» **Directions**: From the line containing "Query: song thrush" through the last line of the data, return those lines exactly as written and nothing more.

[Stored data]
-----

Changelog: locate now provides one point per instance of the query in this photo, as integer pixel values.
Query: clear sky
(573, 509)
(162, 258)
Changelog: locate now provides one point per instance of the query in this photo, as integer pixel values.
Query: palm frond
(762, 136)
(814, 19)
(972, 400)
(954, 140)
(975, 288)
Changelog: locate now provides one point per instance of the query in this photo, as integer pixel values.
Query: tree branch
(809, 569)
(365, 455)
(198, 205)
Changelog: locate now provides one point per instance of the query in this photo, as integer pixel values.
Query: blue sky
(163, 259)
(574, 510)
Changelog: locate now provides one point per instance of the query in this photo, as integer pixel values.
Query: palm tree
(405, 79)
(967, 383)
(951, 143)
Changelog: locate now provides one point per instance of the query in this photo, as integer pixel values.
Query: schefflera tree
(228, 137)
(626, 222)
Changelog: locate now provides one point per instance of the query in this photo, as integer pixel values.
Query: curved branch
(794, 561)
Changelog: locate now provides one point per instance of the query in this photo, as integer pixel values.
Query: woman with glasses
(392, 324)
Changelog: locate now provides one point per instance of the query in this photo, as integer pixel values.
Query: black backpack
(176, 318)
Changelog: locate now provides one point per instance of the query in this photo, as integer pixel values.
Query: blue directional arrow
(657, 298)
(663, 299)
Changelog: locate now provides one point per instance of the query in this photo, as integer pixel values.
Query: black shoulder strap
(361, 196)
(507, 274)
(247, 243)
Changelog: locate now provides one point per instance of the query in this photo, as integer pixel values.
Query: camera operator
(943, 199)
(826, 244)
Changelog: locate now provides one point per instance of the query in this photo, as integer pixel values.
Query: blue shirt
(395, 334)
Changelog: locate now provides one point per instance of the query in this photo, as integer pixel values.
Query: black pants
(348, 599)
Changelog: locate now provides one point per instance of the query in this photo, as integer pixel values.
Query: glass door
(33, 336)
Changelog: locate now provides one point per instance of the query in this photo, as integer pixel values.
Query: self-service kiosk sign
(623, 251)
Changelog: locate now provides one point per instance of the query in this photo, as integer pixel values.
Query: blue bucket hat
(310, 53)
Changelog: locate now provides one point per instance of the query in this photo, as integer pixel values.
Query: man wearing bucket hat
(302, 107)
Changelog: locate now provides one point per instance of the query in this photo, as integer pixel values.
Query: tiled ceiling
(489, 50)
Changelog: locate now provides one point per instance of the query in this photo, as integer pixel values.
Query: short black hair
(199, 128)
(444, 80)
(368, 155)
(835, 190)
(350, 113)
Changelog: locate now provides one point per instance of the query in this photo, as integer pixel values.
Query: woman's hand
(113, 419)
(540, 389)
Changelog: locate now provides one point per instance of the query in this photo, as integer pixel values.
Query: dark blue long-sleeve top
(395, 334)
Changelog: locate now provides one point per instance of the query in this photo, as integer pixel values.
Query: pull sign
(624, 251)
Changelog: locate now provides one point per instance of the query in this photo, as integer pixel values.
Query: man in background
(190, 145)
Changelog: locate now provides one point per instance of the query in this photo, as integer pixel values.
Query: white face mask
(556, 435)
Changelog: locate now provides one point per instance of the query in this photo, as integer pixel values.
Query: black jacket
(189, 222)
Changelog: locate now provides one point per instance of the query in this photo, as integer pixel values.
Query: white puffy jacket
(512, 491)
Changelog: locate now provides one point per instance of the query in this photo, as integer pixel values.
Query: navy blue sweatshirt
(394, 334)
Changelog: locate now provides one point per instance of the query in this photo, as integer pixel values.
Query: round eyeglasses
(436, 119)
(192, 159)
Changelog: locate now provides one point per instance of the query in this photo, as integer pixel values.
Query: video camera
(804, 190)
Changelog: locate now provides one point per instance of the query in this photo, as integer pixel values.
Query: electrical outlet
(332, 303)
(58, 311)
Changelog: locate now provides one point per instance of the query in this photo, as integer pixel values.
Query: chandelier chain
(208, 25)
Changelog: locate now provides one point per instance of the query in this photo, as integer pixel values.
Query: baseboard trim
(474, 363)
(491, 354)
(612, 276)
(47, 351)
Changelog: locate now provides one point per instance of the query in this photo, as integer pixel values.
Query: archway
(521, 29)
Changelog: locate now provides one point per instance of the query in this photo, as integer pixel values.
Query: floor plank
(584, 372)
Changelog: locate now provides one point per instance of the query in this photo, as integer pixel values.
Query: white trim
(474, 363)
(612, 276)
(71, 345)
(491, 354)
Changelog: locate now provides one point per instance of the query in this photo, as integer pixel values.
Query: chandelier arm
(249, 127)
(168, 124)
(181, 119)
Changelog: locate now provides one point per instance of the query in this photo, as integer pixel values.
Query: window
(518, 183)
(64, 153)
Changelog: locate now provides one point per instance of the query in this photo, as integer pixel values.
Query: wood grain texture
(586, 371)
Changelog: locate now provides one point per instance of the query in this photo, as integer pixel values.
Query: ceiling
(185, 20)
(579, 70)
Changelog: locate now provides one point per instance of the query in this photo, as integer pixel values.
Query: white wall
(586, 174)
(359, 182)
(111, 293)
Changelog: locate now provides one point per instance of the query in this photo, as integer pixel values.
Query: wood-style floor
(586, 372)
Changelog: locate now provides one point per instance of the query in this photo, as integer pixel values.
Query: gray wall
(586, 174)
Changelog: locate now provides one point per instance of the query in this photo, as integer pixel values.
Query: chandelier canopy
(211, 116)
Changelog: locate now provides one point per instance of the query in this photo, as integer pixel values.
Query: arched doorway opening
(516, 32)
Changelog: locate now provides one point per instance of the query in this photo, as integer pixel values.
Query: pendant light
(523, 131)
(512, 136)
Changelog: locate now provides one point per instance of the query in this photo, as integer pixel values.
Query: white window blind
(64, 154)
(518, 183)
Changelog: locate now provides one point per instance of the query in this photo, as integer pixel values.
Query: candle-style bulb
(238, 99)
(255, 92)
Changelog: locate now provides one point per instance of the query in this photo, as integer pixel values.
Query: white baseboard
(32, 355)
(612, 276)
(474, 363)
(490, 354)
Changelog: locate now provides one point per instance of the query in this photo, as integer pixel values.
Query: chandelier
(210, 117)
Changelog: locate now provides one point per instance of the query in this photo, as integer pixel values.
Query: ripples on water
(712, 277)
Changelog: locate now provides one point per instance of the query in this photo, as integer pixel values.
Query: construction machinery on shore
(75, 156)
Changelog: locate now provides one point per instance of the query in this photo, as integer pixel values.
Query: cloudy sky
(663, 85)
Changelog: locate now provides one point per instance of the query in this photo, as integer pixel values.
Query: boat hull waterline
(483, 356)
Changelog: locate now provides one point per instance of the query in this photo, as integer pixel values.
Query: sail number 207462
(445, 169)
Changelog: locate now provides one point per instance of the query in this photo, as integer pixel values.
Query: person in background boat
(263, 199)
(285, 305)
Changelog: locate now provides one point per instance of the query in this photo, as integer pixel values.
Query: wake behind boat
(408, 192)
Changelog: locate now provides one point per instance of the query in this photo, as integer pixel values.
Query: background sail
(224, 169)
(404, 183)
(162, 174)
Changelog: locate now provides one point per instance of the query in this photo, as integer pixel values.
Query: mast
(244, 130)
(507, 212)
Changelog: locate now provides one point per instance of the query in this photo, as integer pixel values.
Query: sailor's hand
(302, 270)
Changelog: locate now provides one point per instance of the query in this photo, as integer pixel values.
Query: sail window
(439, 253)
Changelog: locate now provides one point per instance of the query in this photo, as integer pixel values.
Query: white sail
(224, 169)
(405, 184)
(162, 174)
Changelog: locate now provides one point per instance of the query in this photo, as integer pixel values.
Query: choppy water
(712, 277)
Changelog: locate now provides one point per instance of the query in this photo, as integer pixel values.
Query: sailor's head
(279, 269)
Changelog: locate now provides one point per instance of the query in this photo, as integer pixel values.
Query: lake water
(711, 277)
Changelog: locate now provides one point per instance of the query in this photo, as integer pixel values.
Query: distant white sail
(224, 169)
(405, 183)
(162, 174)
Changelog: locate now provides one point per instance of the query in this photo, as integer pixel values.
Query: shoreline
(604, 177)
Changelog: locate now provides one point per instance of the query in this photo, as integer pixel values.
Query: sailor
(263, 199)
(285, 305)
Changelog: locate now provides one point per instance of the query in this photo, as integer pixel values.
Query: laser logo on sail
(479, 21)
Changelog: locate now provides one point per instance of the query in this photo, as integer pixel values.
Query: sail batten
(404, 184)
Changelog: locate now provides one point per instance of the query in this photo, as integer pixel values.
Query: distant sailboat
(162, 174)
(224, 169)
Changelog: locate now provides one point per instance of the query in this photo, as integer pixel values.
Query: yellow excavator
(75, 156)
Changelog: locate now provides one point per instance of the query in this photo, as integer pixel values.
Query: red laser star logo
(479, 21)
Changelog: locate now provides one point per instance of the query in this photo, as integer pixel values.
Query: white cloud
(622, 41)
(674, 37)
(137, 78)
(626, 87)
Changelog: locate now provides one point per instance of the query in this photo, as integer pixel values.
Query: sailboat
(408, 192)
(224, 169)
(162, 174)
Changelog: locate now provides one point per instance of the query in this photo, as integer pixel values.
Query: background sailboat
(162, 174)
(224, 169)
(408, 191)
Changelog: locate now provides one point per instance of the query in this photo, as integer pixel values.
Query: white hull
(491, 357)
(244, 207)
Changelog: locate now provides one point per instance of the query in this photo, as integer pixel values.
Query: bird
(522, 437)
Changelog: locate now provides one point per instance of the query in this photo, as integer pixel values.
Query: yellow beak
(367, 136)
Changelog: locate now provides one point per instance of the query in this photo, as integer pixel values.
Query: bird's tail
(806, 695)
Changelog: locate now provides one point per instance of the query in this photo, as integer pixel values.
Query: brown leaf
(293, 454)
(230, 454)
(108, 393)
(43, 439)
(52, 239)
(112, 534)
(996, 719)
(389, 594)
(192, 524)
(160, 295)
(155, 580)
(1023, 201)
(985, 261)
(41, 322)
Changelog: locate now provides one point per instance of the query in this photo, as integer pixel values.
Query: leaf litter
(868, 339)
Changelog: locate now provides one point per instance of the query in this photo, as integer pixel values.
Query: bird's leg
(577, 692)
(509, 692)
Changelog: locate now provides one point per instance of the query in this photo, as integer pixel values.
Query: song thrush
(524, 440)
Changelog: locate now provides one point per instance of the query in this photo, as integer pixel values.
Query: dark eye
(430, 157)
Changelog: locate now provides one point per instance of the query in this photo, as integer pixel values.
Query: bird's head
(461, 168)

-----

» **Answer section**:
Query: song thrush
(524, 440)
Changelog: locate now provides one point per instance of the query in this photo, as integer pixel values.
Query: dark eye
(430, 157)
Changelog: locate now provides one point per instance of the query in this photo, as integer pixel values.
Query: bird's head
(461, 168)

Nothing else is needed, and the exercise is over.